_TO DO_: Every line of the data must be copied exactly.

--- EXCERPTED DATA ---

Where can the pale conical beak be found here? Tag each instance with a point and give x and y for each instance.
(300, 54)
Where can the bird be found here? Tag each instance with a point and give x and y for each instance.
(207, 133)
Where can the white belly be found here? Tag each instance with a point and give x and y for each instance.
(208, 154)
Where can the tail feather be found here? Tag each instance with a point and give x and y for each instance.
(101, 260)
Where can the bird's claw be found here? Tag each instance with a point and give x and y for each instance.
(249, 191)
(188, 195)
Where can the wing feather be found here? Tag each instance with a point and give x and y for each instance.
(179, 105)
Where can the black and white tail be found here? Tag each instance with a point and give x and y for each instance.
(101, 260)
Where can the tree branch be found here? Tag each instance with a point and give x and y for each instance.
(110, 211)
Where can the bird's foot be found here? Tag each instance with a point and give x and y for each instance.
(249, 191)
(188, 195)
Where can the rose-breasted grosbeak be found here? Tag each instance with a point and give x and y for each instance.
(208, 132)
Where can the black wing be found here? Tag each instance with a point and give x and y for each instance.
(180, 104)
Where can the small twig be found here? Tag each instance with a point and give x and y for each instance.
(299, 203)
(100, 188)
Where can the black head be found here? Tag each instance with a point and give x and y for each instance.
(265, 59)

---

_ANSWER TO THIS EXERCISE_:
Where can the pale conical beak be found here? Tag each instance with a point and give x and y for each instance.
(300, 54)
Where can the bird be found here? Tag each instance with a point and give x and y for each instance.
(207, 133)
Where can the white belly be found here? Tag each instance with a point and give x and y for each instance.
(208, 154)
Where can the tail feather be found here? Tag each instance with a point and give x and y for each instance.
(101, 260)
Where can the bird's claw be found here? Tag each instance with a point and give x and y for each instance.
(249, 191)
(188, 195)
Where can the wing feather be found here? Tag each instance with a point and give x and y for each instance.
(179, 105)
Where can the black and white tail be found here? Tag each instance with a point and give x and y for each instance.
(101, 260)
Where can the tree branch be found here? Tag each instance with a point and give x and y for each instance.
(110, 211)
Where can the bird's foot be found here? Tag each instance with a point and give x and y for each instance.
(249, 191)
(188, 195)
Where can the rose-breasted grosbeak be found here? Tag each instance with a point and give x and y for each instance.
(208, 132)
Where can the black wing be found here? Tag each instance with a point and give x and y for each instance.
(180, 104)
Where can the small twig be found here? Tag each instance with a point and give x and y for each instance.
(299, 203)
(100, 188)
Where can the black head be found here? Tag each instance with a point and give x and y for each instance.
(265, 59)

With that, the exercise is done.